• _Work required_: Lines from the one containing "Where can the concrete" through the end of the material below should be given again exactly, with no others.

====== Data for this task

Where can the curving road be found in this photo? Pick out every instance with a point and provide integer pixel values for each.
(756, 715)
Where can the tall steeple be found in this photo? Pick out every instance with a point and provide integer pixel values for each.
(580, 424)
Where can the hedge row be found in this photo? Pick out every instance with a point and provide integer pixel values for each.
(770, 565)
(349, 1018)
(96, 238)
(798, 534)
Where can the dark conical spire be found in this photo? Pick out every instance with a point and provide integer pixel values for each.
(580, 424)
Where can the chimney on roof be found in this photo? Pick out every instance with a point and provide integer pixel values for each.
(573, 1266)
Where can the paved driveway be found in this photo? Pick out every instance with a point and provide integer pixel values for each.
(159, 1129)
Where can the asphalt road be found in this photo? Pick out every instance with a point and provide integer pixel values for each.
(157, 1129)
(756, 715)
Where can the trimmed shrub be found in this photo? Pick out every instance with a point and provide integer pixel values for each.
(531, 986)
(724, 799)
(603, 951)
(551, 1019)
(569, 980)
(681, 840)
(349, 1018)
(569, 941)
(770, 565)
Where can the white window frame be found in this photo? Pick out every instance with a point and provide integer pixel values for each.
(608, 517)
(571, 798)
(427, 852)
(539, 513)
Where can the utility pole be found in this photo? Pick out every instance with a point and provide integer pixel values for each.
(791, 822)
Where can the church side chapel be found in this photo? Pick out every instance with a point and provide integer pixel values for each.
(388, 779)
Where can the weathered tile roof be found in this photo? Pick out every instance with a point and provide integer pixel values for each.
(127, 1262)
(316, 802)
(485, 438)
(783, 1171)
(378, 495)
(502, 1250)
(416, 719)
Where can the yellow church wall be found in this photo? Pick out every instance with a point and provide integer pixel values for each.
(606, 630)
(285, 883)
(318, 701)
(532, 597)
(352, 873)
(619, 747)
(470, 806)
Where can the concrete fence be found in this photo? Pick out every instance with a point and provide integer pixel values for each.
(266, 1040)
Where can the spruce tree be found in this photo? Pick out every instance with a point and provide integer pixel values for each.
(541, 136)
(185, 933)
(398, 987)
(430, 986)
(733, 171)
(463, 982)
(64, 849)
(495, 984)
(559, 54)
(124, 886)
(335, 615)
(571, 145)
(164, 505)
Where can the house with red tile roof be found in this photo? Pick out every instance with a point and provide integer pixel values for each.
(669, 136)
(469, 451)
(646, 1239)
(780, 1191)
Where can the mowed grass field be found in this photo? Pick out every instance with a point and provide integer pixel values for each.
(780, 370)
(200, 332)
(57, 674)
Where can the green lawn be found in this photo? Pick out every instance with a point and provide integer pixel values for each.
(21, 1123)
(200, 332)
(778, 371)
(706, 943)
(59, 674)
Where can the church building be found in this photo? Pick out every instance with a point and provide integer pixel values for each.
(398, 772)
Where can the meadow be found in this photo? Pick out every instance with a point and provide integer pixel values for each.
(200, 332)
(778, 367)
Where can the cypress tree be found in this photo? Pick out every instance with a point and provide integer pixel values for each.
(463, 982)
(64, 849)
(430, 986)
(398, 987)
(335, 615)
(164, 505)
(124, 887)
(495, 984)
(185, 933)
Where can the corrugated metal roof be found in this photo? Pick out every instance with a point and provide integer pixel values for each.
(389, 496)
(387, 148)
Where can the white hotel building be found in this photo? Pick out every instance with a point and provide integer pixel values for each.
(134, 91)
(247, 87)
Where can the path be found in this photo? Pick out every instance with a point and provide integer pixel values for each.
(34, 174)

============

• _Solution for this task_:
Where can the concrete fence be found in this photo? Pick out every instance with a point and provide integer pixel values for each.
(266, 1040)
Where can the spruce tree be found in this photo? Pick out every instance with a point and provide integer pixel values for each.
(541, 136)
(185, 933)
(398, 987)
(430, 986)
(733, 171)
(463, 982)
(64, 849)
(495, 984)
(559, 54)
(124, 886)
(335, 615)
(571, 145)
(164, 505)
Where can the house with red tile roof be found in this photo? Pick out every instance with a point and provide integer pixel values for each.
(669, 136)
(469, 451)
(646, 1239)
(780, 1191)
Where can the mowed grass field be found in this photo? Pick out every instance with a point and provide integer pixel values for each.
(780, 370)
(200, 332)
(57, 674)
Where can the green lawn be found in this photo? Pick out every instance with a point and provide integer pixel values for each.
(21, 1123)
(200, 332)
(778, 371)
(706, 943)
(59, 674)
Where can the church building be found in this photo? Pick out every instance with a point and provide integer pixel values for each.
(398, 772)
Where can the meadow be found in this photo? Pick out every instance with a point and provide integer pixel values for each.
(200, 332)
(778, 367)
Where can the cypress tree be found in this photo? Pick out every instance with a point and provide integer pixel values for each.
(463, 982)
(64, 849)
(430, 986)
(398, 987)
(335, 615)
(164, 505)
(124, 887)
(495, 984)
(185, 933)
Where can the corrugated metal roof be found in this photo? Pick out every instance with a point and provide integer pixel values for each.
(389, 496)
(387, 148)
Where can the white hotel building be found in this photo? Pick out every instance with a point and provide integer pixel values for each.
(134, 91)
(247, 87)
Where can the path be found in this photo? Pick out every instance with a point and provide integer pixel values for each.
(34, 174)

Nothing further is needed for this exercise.